*PROBLEM REQUIREMENTS*:
Repeat all of the records verbatim.

*DATA EXCERPTS*:
____

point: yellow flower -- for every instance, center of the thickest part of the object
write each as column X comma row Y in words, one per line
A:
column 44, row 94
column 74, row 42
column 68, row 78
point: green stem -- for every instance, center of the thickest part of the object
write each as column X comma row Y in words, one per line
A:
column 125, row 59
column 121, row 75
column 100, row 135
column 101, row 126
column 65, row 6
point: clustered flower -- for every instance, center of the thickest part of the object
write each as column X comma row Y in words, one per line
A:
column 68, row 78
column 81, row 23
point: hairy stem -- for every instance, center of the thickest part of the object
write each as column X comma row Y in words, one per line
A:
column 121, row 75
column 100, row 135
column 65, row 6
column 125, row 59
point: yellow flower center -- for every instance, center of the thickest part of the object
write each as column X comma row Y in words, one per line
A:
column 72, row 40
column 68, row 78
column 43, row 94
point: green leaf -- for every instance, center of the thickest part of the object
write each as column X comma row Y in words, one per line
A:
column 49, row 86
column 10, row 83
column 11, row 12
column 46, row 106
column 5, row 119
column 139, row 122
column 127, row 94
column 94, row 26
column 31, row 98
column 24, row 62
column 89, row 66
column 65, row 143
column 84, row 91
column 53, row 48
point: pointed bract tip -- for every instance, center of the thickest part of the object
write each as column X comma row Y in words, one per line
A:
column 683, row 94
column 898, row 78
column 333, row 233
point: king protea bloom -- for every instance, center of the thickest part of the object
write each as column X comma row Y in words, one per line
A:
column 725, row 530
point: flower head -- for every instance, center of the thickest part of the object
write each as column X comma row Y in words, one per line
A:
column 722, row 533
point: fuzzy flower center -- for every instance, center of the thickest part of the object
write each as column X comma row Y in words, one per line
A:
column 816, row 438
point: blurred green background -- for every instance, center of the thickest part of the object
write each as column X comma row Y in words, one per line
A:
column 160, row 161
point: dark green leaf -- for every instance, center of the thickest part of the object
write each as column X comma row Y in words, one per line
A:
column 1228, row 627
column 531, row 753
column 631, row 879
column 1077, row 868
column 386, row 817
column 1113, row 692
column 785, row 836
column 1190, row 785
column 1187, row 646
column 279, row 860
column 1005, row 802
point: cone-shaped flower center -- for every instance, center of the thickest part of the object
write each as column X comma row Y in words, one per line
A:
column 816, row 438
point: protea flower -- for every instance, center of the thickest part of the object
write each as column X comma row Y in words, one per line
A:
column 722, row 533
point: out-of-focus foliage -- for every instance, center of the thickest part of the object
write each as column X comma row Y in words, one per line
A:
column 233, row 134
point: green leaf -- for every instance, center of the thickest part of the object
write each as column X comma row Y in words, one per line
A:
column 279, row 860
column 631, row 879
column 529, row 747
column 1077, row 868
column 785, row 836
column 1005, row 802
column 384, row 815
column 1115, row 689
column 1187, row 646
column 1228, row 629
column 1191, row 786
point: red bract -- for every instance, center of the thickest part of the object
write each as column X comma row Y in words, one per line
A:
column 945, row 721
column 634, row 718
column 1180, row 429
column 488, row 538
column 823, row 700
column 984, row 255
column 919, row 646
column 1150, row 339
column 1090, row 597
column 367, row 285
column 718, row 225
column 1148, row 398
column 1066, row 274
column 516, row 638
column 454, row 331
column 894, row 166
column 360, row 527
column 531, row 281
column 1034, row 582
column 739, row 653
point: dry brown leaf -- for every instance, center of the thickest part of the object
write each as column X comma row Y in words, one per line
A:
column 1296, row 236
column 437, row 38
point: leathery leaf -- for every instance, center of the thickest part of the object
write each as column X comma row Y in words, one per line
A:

____

*SOLUTION TO THE PROBLEM*:
point: yellow flower -- for every instance, center of the thickest part of the object
write each as column X comma row Y in words, one per line
A:
column 44, row 94
column 74, row 42
column 68, row 78
point: green stem -- for every instance, center of the thickest part of the object
write each as column X comma row Y in words, one per line
A:
column 125, row 59
column 121, row 75
column 100, row 135
column 101, row 126
column 65, row 6
point: clustered flower -- for every instance, center of the thickest part of the object
write each as column X comma row Y in words, one per line
A:
column 68, row 78
column 81, row 23
point: hairy stem -- for every instance, center of the thickest part of the object
write each as column X comma row Y in words, one per line
A:
column 121, row 75
column 100, row 135
column 65, row 6
column 125, row 59
point: yellow flower center -- for every instance, center of the thickest part of the object
write each as column X comma row Y in words, one per line
A:
column 72, row 40
column 68, row 78
column 43, row 94
point: green leaf -- for every instance, center of the thickest part of the object
write each as column X comma row Y in words, one per line
A:
column 49, row 86
column 10, row 83
column 11, row 12
column 46, row 106
column 5, row 119
column 139, row 122
column 127, row 94
column 94, row 26
column 31, row 98
column 24, row 62
column 89, row 66
column 65, row 143
column 84, row 91
column 53, row 48
point: pointed bract tip -- for every instance, center of the thickest part of the object
write each as column X comma row Y in words, one per line
A:
column 683, row 94
column 898, row 78
column 333, row 233
point: king protea bloom -- for every instance, center of the thickest part of the object
write each as column X comma row Y in words, one per line
A:
column 725, row 530
point: flower head -- for every instance, center of the thickest part of the object
write each as column X comma row Y in words, one per line
A:
column 722, row 533
point: fuzzy flower center -- for every instance, center of the thickest part of the object
write each as column X comma row Y in words, one per line
A:
column 816, row 438
point: blurred green background -- for every instance, center of the thickest part of the object
write each as column X comma row Y in words, one per line
A:
column 160, row 161
point: dark green leaf -- for every instance, center of the thickest part of the object
write each as column X comma row Y in words, one per line
A:
column 1228, row 627
column 531, row 753
column 631, row 879
column 1077, row 868
column 386, row 817
column 1113, row 692
column 785, row 836
column 1190, row 785
column 1187, row 646
column 279, row 860
column 1005, row 802
point: cone-shaped flower center -- for every instance, center of the thickest part of the object
write each as column X comma row Y in words, one per line
A:
column 816, row 438
point: protea flower -- for every instance, center of the thickest part of the object
write each as column X comma row Y in words, one per line
A:
column 722, row 533
point: out-of-focus foliage -- for every instance, center of the thickest part of the object
write each as column X comma row Y in words, one per line
A:
column 233, row 134
point: green leaf -- for every instance, center of the thickest part of the object
write each as column X comma row Y in words, one per line
A:
column 279, row 860
column 631, row 879
column 529, row 747
column 1077, row 868
column 785, row 836
column 1005, row 802
column 384, row 815
column 1115, row 689
column 1187, row 646
column 1228, row 629
column 1191, row 786
point: red bract -- for every instance, center of the thickest part of the object
write each as column X comma row Y in words, one per line
A:
column 945, row 721
column 634, row 718
column 1180, row 429
column 488, row 538
column 823, row 700
column 984, row 255
column 919, row 646
column 1150, row 339
column 1090, row 597
column 367, row 285
column 718, row 225
column 1148, row 398
column 1066, row 274
column 516, row 638
column 454, row 331
column 894, row 166
column 360, row 527
column 531, row 281
column 1034, row 582
column 739, row 653
point: dry brown leaf -- for every instance, center of the thickest part of the object
write each as column X comma row Y in words, one per line
A:
column 1296, row 236
column 437, row 38
point: leathery leaf -- for every instance, center of the thickest part of the object
write each as column X comma row Y in words, one per line
A:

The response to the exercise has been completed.